Without any change, set down every record below.
=== Section Start ===
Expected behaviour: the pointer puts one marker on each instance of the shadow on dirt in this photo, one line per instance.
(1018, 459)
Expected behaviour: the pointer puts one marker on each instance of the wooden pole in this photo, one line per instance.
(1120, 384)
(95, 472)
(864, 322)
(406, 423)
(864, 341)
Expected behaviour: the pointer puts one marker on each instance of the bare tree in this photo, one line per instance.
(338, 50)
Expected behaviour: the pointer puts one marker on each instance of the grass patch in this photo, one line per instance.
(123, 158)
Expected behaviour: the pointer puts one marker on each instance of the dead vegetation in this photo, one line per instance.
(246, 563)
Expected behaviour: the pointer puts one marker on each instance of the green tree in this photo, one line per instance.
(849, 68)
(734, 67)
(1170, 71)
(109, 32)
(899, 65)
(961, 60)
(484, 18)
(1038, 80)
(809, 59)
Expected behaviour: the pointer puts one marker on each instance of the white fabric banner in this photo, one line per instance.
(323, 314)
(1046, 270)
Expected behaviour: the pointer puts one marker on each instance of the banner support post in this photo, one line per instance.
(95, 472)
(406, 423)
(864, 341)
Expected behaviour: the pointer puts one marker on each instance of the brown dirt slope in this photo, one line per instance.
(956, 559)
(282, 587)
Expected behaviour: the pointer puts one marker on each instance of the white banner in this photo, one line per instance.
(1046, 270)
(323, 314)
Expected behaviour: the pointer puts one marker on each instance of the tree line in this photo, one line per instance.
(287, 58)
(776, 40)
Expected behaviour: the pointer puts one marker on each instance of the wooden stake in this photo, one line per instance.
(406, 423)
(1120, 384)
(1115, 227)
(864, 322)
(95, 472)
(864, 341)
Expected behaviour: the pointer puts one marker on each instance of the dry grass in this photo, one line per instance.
=== Section End ===
**WRITTEN REPLY**
Expected behaviour: the pointer puts one marker on each instance of the shadow on dirt in this photo, one line per instance.
(1018, 459)
Expected behaviour: the pointer puts one marker on each instance of the wooden pole in this photo, one line per instance.
(1120, 384)
(95, 472)
(864, 322)
(406, 423)
(864, 341)
Expected behaviour: the pointer puts one marker on each instance of the bare tree in this photo, one line per instance.
(338, 50)
Expected behaviour: the pointer puts one marker on each instance of the grass patch in this photo, one line per instance.
(123, 158)
Expected behaviour: the pointer puts one marker on each instance of the dead vegetation in this photo, one line per instance.
(246, 563)
Expected behaviour: the pointer puts one marker on each instance of the green tree in this photo, one line per instance.
(849, 68)
(734, 67)
(1170, 71)
(109, 32)
(899, 65)
(961, 60)
(484, 18)
(1038, 80)
(809, 59)
Expected behaviour: the pointer puts one marker on each instance of the white fabric banner in this photo, one line per instance.
(323, 314)
(1046, 270)
Expected behaviour: the pointer puts one marker on each instance of the banner support post in this photo, one line per instance.
(95, 472)
(406, 423)
(864, 341)
Expected behaviour: the pointer puts one marker on each instance of the brown dirt slope in this photo, one line per instance.
(956, 559)
(282, 587)
Expected behaviour: the pointer puts one marker on each instance of the white banner in this photo, one line per instance.
(1046, 270)
(323, 314)
Expected behaviour: the pointer puts one marker on each instance of the tree line in this photo, one line per instance.
(287, 58)
(776, 40)
Expected behaviour: the pointer puts one marker on each instance of the wooden stake in this photo, one line per instance.
(406, 423)
(1120, 384)
(1115, 227)
(864, 322)
(95, 472)
(864, 341)
Expected behaviour: the pointer puts one marker on each instance of the dry grass in this photo, one line per instance.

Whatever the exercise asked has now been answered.